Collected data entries
--------
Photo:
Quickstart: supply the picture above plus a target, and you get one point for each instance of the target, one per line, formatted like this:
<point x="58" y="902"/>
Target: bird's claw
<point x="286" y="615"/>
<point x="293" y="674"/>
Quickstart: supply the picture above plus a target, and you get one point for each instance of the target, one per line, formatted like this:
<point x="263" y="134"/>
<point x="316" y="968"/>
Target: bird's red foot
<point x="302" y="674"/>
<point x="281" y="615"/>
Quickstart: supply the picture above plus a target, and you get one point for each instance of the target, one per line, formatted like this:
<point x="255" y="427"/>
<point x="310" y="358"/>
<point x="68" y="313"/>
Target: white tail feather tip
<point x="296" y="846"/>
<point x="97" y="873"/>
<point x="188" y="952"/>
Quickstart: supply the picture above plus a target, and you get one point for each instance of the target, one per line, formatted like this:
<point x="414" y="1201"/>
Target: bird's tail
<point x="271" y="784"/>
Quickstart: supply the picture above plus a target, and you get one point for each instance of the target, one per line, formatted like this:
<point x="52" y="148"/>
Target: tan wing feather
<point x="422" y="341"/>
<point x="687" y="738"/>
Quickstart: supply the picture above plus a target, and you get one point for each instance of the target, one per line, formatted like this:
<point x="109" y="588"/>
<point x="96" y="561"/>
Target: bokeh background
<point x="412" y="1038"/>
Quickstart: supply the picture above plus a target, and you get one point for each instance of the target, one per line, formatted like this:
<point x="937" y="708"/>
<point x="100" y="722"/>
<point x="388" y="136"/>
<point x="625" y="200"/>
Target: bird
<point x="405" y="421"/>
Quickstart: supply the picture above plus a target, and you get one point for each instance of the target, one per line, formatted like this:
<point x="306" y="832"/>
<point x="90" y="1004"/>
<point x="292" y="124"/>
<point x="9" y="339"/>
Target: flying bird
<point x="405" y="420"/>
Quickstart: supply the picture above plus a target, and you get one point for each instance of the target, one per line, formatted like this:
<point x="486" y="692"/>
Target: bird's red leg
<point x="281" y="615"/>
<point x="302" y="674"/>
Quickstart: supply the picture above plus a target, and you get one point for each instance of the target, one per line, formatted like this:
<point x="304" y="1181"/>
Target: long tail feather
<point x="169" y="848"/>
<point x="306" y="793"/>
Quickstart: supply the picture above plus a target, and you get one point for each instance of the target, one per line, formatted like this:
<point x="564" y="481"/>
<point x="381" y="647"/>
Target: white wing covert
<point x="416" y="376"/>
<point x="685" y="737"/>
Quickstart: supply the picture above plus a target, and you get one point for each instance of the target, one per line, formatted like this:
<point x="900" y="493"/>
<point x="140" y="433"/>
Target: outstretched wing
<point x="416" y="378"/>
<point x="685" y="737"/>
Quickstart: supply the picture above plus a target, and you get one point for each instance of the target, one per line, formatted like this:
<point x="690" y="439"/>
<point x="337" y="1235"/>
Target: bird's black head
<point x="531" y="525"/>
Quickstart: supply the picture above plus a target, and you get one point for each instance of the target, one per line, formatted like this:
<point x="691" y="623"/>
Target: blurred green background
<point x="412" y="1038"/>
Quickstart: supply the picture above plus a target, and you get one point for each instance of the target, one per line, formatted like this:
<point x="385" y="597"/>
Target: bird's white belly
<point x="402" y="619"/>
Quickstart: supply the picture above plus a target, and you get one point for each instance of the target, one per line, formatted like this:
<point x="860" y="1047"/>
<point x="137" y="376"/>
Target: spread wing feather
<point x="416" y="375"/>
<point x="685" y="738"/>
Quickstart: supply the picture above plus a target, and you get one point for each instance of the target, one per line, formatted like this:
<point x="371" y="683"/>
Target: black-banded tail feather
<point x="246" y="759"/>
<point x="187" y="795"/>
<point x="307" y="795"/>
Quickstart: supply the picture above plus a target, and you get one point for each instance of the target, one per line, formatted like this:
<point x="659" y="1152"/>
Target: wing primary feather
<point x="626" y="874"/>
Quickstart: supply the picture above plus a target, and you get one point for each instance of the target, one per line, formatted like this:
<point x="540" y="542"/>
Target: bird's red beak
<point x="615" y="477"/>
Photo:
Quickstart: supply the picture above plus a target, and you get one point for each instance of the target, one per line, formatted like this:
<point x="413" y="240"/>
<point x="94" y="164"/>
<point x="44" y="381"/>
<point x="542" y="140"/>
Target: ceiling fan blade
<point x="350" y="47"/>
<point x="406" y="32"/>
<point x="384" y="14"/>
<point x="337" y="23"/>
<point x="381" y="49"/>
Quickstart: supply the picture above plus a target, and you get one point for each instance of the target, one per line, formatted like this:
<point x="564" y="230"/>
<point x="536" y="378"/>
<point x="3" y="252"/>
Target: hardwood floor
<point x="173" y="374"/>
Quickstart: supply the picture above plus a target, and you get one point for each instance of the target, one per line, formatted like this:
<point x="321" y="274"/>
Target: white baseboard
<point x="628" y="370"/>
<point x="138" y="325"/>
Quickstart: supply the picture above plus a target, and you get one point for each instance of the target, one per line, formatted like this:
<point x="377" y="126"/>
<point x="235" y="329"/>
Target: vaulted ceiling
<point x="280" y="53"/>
--------
_SHORT TASK_: Send back every record, precisely as written.

_TASK SOLUTION_:
Photo:
Quickstart: supply the picture above plus a target, and you get one point for each instance of the target, one per line, formatted like this:
<point x="58" y="902"/>
Target: bird's claw
<point x="286" y="615"/>
<point x="293" y="674"/>
Quickstart: supply the picture above plus a target, and you get one point for each instance of the target, one per line, formatted like this:
<point x="263" y="134"/>
<point x="316" y="968"/>
Target: bird's red foot
<point x="302" y="674"/>
<point x="281" y="615"/>
Quickstart: supply the picture above plus a target, and you get one point for each instance of the target, one per line, formatted like this:
<point x="255" y="427"/>
<point x="310" y="358"/>
<point x="68" y="313"/>
Target: white tail feather tip
<point x="296" y="846"/>
<point x="97" y="873"/>
<point x="188" y="952"/>
Quickstart: supply the picture above plus a target, and you get one point for each instance of the target, one per line, formatted like this:
<point x="414" y="1201"/>
Target: bird's tail
<point x="271" y="784"/>
Quickstart: supply the picture above plus a target, and you get one point for each instance of the target, one per line, formatted like this:
<point x="52" y="148"/>
Target: tan wing feather
<point x="422" y="341"/>
<point x="687" y="738"/>
Quickstart: supply the picture above plus a target, and you get one point for each instance of the target, one per line, formatted like this:
<point x="109" y="588"/>
<point x="96" y="561"/>
Target: bokeh background
<point x="412" y="1038"/>
Quickstart: supply the picture above plus a target, and you get one point for each instance of the target, one per line, formatted like this:
<point x="937" y="708"/>
<point x="100" y="722"/>
<point x="388" y="136"/>
<point x="625" y="200"/>
Target: bird
<point x="405" y="421"/>
Quickstart: supply the picture above plus a target, and you get one point for each instance of the target, one per line, formatted like this:
<point x="306" y="832"/>
<point x="90" y="1004"/>
<point x="292" y="124"/>
<point x="9" y="339"/>
Target: flying bird
<point x="405" y="420"/>
Quickstart: supply the picture above plus a target, and you get one point for each instance of the target, one per line, formatted like this:
<point x="486" y="692"/>
Target: bird's red leg
<point x="281" y="615"/>
<point x="302" y="674"/>
Quickstart: supply the picture above plus a target, and you get one point for each instance of the target, one per line, formatted like this:
<point x="304" y="1181"/>
Target: long tail feather
<point x="169" y="848"/>
<point x="306" y="793"/>
Quickstart: supply the picture above plus a target, and you get one point for each instance of the target, one per line, formatted like this:
<point x="564" y="481"/>
<point x="381" y="647"/>
Target: white wing covert
<point x="416" y="376"/>
<point x="685" y="737"/>
Quickstart: supply the picture above plus a target, and you get one point for each instance of the target, one per line, formatted like this:
<point x="900" y="493"/>
<point x="140" y="433"/>
Target: outstretched wing
<point x="416" y="378"/>
<point x="685" y="737"/>
Quickstart: supply the picture above plus a target, and you get one point for each instance of the target, one per line, formatted like this:
<point x="690" y="439"/>
<point x="337" y="1235"/>
Target: bird's black head
<point x="531" y="525"/>
Quickstart: supply the picture above plus a target, and you get one point for each instance of the target, one per line, formatted like this:
<point x="691" y="623"/>
Target: blurred green background
<point x="412" y="1038"/>
Quickstart: supply the picture above plus a target, and you get one point for each instance of the target, one per line, formatted like this:
<point x="385" y="597"/>
Target: bird's white belly
<point x="402" y="619"/>
Quickstart: supply the picture above plus a target, and you get one point for each instance of the target, one per line, formatted like this:
<point x="860" y="1047"/>
<point x="137" y="376"/>
Target: spread wing feather
<point x="416" y="375"/>
<point x="685" y="738"/>
Quickstart: supply the picture above plus a target, and you get one point for each instance of the target, one per line, formatted like this:
<point x="371" y="683"/>
Target: black-banded tail feather
<point x="246" y="759"/>
<point x="187" y="795"/>
<point x="307" y="795"/>
Quickstart: supply the picture above plus a target, and you get one point for each instance of the target, one per line, formatted like this:
<point x="659" y="1152"/>
Target: wing primary feather
<point x="626" y="874"/>
Quickstart: supply the picture above plus a target, and you get one point for each instance of the target, one per line, formatted like this:
<point x="540" y="542"/>
Target: bird's red beak
<point x="615" y="477"/>
Photo:
Quickstart: supply the picture above plus a target, and you get one point for each instance of the target, one per line, formatted like this:
<point x="413" y="240"/>
<point x="94" y="164"/>
<point x="44" y="381"/>
<point x="542" y="140"/>
Target: ceiling fan blade
<point x="350" y="47"/>
<point x="406" y="32"/>
<point x="384" y="14"/>
<point x="337" y="23"/>
<point x="381" y="49"/>
Quickstart: supply the picture above plus a target, and you get one point for each instance of the target, one per line, formatted like this:
<point x="564" y="230"/>
<point x="536" y="378"/>
<point x="3" y="252"/>
Target: hardwood floor
<point x="173" y="374"/>
Quickstart: supply the picture above plus a target, and you get one point for each instance of the target, one per line, formatted like this:
<point x="321" y="274"/>
Target: white baseboard
<point x="628" y="370"/>
<point x="138" y="325"/>
Quickstart: supply the picture above plus a target, and you get one point for each instance of the target, one per line, formatted like this:
<point x="377" y="126"/>
<point x="235" y="329"/>
Target: vaulted ceiling
<point x="280" y="53"/>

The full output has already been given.